Text provided:
* * * * *
This algorithm maintains the global context stack and matches its unresolved start
element with the unresolved end elements in the UnresolvedEE queue for each chunk
consecutively. After the last chunk has been processed, the global context stack and
the UnresolvedEE queue of the chunk should be empty, which indicates all of start
elements have matched all of end elements. Then the whole XML document is well-formed;
otherwise it throws ill-formed exception.
Resolving Unresolved Prefix
In a well-formed XML document, any prefix must bind to a determined namespace. Speculative
parsing can't bind an unresolved prefix to any namespace because its namespace may
be defined in a preceding chunk.
To resolve unresolved prefixes, the post processing treats the namespace as context
information and propagates the namespace information when maintaining the global context
stack. It looks up all the ancestors of the element from its direct parent to the
root element of XML document in global context stack to find the first matched namespace
definition. If successful, all elements with the prefix associate the matched namespace;
otherwise it throws unrecognized prefix exception.
However, there is an exception for resolving default namespace. If there is no matched
default namespace definition for a default prefix, it should not report any error.
Because XML specification has specified a pre-defined default namespace, it's not
necessary to define a new default namespace in an XML document.
* * * * *
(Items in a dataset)
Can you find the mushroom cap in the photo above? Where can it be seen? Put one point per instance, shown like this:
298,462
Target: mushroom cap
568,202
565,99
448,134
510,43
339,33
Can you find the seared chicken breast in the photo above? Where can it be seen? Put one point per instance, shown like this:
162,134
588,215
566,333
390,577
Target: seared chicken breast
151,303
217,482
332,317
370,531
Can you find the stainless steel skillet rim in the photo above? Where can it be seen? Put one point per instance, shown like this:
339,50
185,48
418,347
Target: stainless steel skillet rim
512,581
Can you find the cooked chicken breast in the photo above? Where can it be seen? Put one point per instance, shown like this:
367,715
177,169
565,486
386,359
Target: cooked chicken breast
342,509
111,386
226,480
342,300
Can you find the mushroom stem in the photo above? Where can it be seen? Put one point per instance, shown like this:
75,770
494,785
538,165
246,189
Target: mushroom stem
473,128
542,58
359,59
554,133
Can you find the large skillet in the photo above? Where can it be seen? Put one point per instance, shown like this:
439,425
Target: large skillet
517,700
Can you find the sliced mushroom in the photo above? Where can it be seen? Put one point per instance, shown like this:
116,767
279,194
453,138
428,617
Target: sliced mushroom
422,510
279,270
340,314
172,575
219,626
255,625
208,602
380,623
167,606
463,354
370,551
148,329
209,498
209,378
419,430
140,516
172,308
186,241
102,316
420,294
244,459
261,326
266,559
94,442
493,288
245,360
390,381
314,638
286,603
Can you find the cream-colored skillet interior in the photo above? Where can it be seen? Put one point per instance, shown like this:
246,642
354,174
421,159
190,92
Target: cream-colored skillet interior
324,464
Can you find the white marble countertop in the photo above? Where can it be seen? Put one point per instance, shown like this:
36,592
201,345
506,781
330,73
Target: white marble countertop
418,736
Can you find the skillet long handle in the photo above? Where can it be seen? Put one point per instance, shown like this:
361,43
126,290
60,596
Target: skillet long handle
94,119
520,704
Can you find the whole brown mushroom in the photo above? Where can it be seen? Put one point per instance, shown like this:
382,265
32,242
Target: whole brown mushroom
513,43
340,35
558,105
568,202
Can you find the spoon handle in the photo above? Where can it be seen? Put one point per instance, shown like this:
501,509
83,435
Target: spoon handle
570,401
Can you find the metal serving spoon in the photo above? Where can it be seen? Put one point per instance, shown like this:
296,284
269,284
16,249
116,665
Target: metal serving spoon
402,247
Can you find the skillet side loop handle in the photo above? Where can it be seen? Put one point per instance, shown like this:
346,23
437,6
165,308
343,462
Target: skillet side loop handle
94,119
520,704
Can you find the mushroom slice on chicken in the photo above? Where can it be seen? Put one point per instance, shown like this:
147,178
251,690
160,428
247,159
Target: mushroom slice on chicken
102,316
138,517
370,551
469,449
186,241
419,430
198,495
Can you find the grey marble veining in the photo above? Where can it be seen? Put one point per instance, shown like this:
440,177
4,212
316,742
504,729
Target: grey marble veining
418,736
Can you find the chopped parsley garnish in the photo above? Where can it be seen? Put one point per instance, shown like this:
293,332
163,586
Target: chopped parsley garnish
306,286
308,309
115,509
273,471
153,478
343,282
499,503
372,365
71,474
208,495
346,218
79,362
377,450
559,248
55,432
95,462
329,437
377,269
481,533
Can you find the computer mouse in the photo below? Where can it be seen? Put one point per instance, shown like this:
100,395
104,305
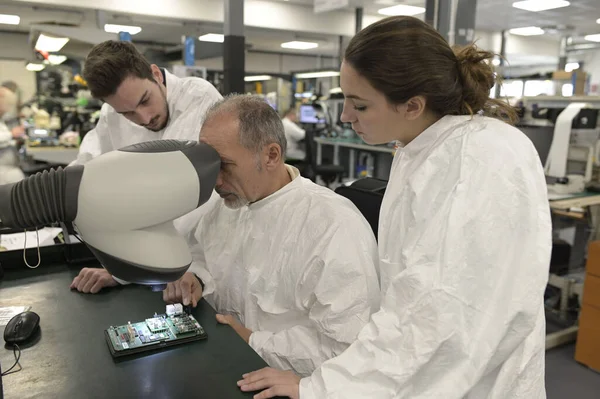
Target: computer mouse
21,327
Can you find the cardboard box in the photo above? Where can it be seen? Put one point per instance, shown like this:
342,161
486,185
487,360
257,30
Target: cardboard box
591,291
587,350
592,266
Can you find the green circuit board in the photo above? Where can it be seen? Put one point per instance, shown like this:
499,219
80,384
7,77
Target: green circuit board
153,333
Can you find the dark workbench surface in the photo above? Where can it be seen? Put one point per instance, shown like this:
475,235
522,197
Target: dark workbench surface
71,358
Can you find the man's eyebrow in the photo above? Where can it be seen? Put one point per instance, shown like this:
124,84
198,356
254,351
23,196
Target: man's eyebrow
141,101
354,97
143,97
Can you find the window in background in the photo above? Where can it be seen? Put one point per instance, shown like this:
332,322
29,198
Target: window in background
512,88
567,90
539,87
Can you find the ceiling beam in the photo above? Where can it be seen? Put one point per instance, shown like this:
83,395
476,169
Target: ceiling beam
289,17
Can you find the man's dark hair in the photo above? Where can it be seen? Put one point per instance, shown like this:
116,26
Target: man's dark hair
110,63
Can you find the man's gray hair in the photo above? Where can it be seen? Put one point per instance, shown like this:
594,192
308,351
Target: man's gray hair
260,125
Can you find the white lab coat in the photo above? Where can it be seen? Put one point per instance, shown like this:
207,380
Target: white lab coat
294,134
464,246
9,169
188,100
298,268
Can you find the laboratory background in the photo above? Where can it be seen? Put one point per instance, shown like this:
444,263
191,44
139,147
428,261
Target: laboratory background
287,52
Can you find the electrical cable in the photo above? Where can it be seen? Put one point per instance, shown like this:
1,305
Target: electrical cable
38,249
17,358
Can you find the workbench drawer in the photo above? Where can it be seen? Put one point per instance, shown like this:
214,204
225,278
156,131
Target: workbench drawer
593,262
591,291
588,337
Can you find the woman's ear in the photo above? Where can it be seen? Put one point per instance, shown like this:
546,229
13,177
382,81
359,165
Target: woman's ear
415,107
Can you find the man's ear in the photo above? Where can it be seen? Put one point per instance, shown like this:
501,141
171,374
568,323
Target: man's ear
157,73
273,155
415,107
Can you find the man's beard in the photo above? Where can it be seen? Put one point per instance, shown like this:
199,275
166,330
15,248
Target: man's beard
233,200
166,121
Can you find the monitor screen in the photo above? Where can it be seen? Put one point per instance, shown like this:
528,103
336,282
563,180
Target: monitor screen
308,114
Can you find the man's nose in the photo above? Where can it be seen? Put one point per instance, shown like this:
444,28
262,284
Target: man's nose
144,117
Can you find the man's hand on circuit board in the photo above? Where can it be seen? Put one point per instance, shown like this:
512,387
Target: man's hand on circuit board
187,290
92,280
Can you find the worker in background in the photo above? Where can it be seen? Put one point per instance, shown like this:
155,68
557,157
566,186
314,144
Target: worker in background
464,231
142,103
294,135
9,160
290,265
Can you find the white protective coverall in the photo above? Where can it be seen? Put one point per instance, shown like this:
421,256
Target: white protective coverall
9,169
298,268
188,101
464,247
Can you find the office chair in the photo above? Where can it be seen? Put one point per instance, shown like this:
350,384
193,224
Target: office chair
328,172
366,194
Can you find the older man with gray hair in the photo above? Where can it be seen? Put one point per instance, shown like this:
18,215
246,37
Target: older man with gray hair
290,265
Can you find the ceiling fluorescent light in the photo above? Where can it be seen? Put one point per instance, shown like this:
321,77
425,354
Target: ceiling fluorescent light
402,10
56,59
212,37
112,28
50,44
257,78
297,45
8,19
571,66
540,5
593,38
321,74
34,67
527,31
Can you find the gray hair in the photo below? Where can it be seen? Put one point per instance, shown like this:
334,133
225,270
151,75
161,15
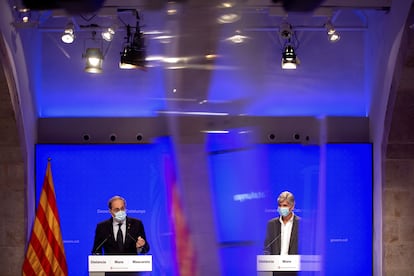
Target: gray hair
115,198
288,196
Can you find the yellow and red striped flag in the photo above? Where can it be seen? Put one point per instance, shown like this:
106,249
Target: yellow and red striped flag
45,253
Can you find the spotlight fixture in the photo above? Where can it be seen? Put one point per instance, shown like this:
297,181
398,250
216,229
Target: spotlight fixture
289,60
285,30
133,55
108,33
333,35
94,60
68,35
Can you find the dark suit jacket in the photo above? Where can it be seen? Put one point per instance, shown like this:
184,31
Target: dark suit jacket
273,239
105,240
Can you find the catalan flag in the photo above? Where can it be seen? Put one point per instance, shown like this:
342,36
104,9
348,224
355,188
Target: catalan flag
45,253
186,263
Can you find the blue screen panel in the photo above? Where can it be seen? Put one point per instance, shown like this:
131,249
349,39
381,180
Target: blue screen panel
86,176
247,180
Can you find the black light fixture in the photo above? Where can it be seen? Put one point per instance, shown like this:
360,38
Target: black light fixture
289,58
333,35
133,55
108,33
68,35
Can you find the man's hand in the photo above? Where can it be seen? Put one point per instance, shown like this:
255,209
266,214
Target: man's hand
140,242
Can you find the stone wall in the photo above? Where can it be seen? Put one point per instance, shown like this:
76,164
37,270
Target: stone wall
12,192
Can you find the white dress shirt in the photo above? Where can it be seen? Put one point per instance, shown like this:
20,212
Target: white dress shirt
285,233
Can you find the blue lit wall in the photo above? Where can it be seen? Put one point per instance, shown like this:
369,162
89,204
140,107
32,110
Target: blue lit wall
86,176
245,181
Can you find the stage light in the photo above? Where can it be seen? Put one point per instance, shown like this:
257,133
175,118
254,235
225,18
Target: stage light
108,33
68,35
133,55
289,60
94,60
333,35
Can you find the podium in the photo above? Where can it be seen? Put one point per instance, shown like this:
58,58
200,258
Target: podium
288,263
98,265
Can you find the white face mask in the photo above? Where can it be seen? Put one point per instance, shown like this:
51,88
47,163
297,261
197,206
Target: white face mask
120,216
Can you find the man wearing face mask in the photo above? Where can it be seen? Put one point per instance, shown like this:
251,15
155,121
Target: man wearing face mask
120,235
282,231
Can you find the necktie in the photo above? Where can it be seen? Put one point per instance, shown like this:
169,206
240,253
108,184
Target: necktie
119,238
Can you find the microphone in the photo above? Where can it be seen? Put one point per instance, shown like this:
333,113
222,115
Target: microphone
266,249
100,245
139,249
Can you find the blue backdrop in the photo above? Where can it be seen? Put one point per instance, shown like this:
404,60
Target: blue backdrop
333,193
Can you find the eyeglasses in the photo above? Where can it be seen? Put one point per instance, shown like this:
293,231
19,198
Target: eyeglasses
115,210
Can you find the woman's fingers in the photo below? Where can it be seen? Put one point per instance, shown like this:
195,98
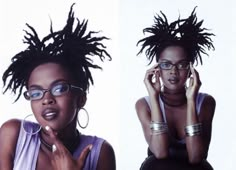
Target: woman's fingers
57,145
195,74
83,155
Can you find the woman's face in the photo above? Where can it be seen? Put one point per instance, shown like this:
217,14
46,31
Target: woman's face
174,67
54,111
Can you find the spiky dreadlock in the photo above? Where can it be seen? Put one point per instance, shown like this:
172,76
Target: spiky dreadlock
183,32
68,47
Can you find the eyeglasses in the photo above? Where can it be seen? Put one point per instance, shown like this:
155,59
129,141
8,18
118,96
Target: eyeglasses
55,90
183,65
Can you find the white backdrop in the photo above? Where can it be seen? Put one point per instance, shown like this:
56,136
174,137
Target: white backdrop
111,100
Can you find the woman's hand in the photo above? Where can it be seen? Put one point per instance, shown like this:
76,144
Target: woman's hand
61,157
152,80
194,84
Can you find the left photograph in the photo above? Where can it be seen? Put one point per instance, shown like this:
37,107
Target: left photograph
52,77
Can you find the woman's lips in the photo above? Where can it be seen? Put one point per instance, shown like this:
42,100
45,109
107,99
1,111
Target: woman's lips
173,80
49,114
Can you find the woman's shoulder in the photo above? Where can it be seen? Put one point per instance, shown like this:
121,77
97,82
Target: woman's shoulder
107,157
208,99
9,133
207,107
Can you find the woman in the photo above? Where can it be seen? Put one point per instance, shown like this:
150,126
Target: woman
56,74
176,118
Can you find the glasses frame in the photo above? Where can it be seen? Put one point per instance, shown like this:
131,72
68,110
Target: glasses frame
43,91
174,65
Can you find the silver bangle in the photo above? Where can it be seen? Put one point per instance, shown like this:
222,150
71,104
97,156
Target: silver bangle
193,130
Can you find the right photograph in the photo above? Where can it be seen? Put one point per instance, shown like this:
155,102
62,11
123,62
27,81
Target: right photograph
176,109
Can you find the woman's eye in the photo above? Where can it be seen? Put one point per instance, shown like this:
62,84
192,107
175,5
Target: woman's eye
59,89
34,93
165,65
182,65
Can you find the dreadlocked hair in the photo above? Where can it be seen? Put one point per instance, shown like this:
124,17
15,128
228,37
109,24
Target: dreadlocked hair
68,47
186,33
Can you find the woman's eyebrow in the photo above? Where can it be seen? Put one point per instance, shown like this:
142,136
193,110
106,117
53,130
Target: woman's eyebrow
35,86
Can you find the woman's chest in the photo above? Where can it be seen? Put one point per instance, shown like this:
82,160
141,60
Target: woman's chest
176,119
44,161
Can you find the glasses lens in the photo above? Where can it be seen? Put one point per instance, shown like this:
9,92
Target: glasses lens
183,65
34,94
165,66
60,89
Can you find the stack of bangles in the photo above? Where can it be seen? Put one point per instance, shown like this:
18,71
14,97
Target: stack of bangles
193,130
158,127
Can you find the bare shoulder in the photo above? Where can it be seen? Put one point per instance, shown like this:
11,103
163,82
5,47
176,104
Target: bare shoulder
208,108
106,159
9,133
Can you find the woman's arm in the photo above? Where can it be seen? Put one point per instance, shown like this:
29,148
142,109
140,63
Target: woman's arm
198,144
158,144
106,159
8,138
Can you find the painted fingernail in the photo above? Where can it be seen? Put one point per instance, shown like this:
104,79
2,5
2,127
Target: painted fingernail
47,128
54,148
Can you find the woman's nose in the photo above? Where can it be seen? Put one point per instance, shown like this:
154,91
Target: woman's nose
48,98
174,69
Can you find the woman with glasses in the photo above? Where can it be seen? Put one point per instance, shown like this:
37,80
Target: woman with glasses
176,118
56,74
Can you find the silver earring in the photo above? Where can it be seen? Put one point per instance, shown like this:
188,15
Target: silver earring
87,115
29,127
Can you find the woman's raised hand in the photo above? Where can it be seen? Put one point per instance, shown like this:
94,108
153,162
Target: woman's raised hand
194,84
152,80
62,158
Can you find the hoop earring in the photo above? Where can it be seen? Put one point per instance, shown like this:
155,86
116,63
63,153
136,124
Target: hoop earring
83,127
29,127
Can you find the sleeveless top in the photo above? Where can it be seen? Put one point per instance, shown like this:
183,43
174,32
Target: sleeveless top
178,147
27,149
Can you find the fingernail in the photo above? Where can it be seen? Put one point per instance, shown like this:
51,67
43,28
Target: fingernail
47,128
54,148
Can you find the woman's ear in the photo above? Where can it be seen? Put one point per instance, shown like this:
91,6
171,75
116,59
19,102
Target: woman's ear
82,100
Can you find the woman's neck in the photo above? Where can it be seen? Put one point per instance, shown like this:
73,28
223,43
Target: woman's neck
174,98
69,137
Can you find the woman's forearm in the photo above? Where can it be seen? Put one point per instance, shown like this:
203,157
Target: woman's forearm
194,141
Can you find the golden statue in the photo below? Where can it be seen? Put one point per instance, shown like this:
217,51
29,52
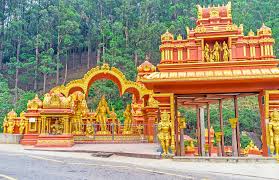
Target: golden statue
207,53
78,104
101,115
216,52
251,147
226,53
89,129
273,128
164,135
10,128
152,102
57,128
5,125
113,117
22,123
128,120
181,121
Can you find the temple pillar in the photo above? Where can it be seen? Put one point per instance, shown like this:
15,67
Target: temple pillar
218,142
198,131
237,126
43,130
176,127
39,125
208,131
151,115
221,126
202,131
66,125
233,122
263,123
182,151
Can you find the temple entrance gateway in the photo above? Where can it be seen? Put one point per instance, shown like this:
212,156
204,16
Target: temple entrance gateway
214,63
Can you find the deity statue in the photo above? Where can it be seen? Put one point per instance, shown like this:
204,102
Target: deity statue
216,52
101,115
10,128
113,117
273,128
5,125
57,128
207,53
77,124
22,123
251,147
164,135
226,54
89,129
128,120
152,102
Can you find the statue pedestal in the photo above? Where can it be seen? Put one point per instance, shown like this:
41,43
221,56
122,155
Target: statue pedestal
151,115
103,133
55,141
29,139
10,138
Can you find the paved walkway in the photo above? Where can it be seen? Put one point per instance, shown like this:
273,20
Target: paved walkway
243,170
140,149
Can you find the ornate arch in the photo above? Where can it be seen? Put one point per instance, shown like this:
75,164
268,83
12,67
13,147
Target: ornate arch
103,72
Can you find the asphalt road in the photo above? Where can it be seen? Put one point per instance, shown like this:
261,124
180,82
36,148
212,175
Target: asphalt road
41,167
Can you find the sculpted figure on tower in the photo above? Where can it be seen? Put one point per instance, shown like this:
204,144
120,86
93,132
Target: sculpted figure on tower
101,115
207,53
273,128
216,52
226,54
128,120
164,128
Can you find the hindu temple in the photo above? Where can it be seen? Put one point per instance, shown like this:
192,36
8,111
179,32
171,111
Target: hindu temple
214,62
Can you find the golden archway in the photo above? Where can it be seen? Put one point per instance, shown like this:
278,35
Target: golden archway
103,72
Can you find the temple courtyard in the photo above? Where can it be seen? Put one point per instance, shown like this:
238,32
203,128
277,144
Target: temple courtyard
21,163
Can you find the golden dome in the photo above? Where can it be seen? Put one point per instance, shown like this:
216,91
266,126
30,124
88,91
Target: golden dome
167,36
35,103
179,37
264,30
12,114
251,33
146,66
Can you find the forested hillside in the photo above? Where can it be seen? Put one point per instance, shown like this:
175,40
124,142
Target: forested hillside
44,43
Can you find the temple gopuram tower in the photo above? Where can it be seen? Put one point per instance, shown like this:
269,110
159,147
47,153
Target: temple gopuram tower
216,61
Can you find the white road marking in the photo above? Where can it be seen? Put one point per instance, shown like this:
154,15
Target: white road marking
43,158
7,177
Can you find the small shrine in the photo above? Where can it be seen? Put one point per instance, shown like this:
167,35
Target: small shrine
216,61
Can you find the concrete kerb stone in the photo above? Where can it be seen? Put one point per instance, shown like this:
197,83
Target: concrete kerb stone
226,159
149,156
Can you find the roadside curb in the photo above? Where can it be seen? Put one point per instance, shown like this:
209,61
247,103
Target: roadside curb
148,156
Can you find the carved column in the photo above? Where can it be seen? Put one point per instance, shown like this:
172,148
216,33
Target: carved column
218,141
39,125
43,130
151,115
233,122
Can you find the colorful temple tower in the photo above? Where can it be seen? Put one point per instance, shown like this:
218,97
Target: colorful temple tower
215,62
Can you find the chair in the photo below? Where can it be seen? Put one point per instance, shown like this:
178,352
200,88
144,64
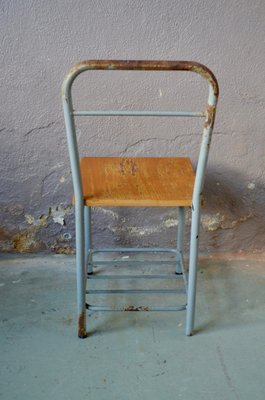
* * * * *
What this exercise asks:
(a) In the XML parsing text, what should happen when a default prefix has no matched default namespace definition?
(b) Echo the XML parsing text word for word, everything from "Resolving Unresolved Prefix" down to "report any error.".

Solutions to each task:
(a) No error should be reported.

(b)
Resolving Unresolved Prefix
In a well-formed XML document, any prefix must bind to a determined namespace. Speculative
parsing can't bind an unresolved prefix to any namespace because its namespace may
be defined in a preceding chunk.
To resolve unresolved prefixes, the post processing treats the namespace as context
information and propagates the namespace information when maintaining the global context
stack. It looks up all the ancestors of the element from its direct parent to the
root element of XML document in global context stack to find the first matched namespace
definition. If successful, all elements with the prefix associate the matched namespace;
otherwise it throws unrecognized prefix exception.
However, there is an exception for resolving default namespace. If there is no matched
default namespace definition for a default prefix, it should not report any error.